If you replace the existing drive with a Samsung SSD 970 EVO Plus 2TB, you can expect the following:
- Performance in day-to-day usage, including bootup and application launches, will typically be slightly lower because 3D XPoint memory is faster than any NAND-based SSD in random I/O. The system may feel slightly less responsive on the Samsung SSD, but the difference won't be vast.
- Sustained performance and large file transfers will be substantially faster on the Samsung SSD because it isn't constrained by a split design that gives the Optane and NAND separate halves of the PCIe 3.0 x4 interface, nor is it limited by the poor performance of the QLC NAND.
- Because the Optane drive relies on a small cache to provide increased responsiveness, it may be noticeably slower to access data you haven't recently used. While the Samsung SSD has lower peak performance, it will perform consistently no matter when you last used a particular file or app.
The Intel Optane Memory H10 with Solid State Storage is a combination device that is fundamentally two drives in one: 32 GB of Intel Optane Memory and 512 GB of IMFT 3D QLC NAND. It is designed to be used with Intel Smart Response Technology, where the fast but pricey (and therefore small) Optane Memory portion acts as a high-speed cache for the slow, but large and inexpensive, QLC NAND.
The device does use four lanes of PCIe 3.0, but because it's technically two drives, the Optane and NAND each get two lanes, and each of these on their own will be limited to just under 2 GB/s. When used as intended with Smart Response Technology, the two halves can transfer data simultaneously and fully utilize the interface.

◆ **Directions**:
1. In the SSD comparison, how many PCIe 3.0 lanes do the Optane and NAND halves of the H10 each get?
2. Reproduce the SSD comparison verbatim from "If you replace" to "the QLC NAND.".
3. Continue the comparison of the Intel Optane Memory H10 and the Samsung SSD 970 EVO Plus from where it stops.

◆ **Extracted data**:
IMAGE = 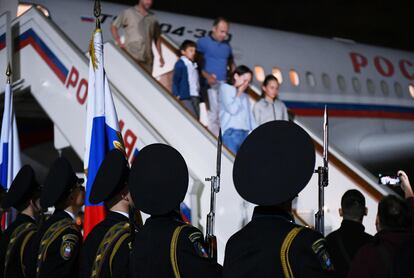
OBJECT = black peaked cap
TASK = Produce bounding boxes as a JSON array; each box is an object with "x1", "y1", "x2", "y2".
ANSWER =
[
  {"x1": 89, "y1": 149, "x2": 129, "y2": 204},
  {"x1": 2, "y1": 165, "x2": 40, "y2": 209},
  {"x1": 40, "y1": 156, "x2": 84, "y2": 209},
  {"x1": 128, "y1": 144, "x2": 188, "y2": 215},
  {"x1": 233, "y1": 121, "x2": 315, "y2": 206}
]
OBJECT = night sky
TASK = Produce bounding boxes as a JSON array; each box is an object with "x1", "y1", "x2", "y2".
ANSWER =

◆ **Final answers**:
1. Two lanes each.

2.
If you replace the existing drive with a Samsung SSD 970 EVO Plus 2TB, you can expect the following:
- Performance in day-to-day usage, including bootup and application launches, will typically be slightly lower because 3D XPoint memory is faster than any NAND-based SSD in random I/O. The system may feel slightly less responsive on the Samsung SSD, but the difference won't be vast.
- Sustained performance and large file transfers will be substantially faster on the Samsung SSD because it isn't constrained by a split design that gives the Optane and NAND separate halves of the PCIe 3.0 x4 interface, nor is it limited by the poor performance of the QLC NAND.

3.
The idea is that Optane Memory is extremely fast with random I/Os, where the system is accessing many small pieces of data at once. However, the underlying 3D XPoint memory is very expensive, so only a small amount is used, as a cache for a slow but cheap SSD. QLC NAND is used for its low cost and high capacity; while it's still faster than any electromechanical hard drive, it is much slower, especially when writing data, than the TLC NAND found in most SSDs. While the NAND part of the drive has its own SLC buffer to increase write performance, it's quite small and it can't match the Optane part in random I/O performance.
Everyday consumer usage typically involves brief bursts of I/O, so adding even a small Optane cache can provide much of the performance advantage of 3D XPoint technology while still keeping the cost within reason. By combining the two onto the same M.2 module, this can be achieved on laptops that have only one M.2 slot.
That said, this setup has important limitations:
- Intel Smart Response Technology must be enabled to properly use this drive, using the 32 GB Optane portion as the cache for the 512 GB of QLC NAND. If you don't, you're going to see two separate drives (one 32 GB and one 512 GB), and each can only use two lanes of PCIe 3.0. The QLC NAND by itself is considerably slower than most SSDs and has low write endurance, so you're not going to get the best experience if you simply install the OS onto the 512 GB drive. On the other hand, a conventional M.2 NVMe SSD can fully utilize all four PCIe lanes at all times.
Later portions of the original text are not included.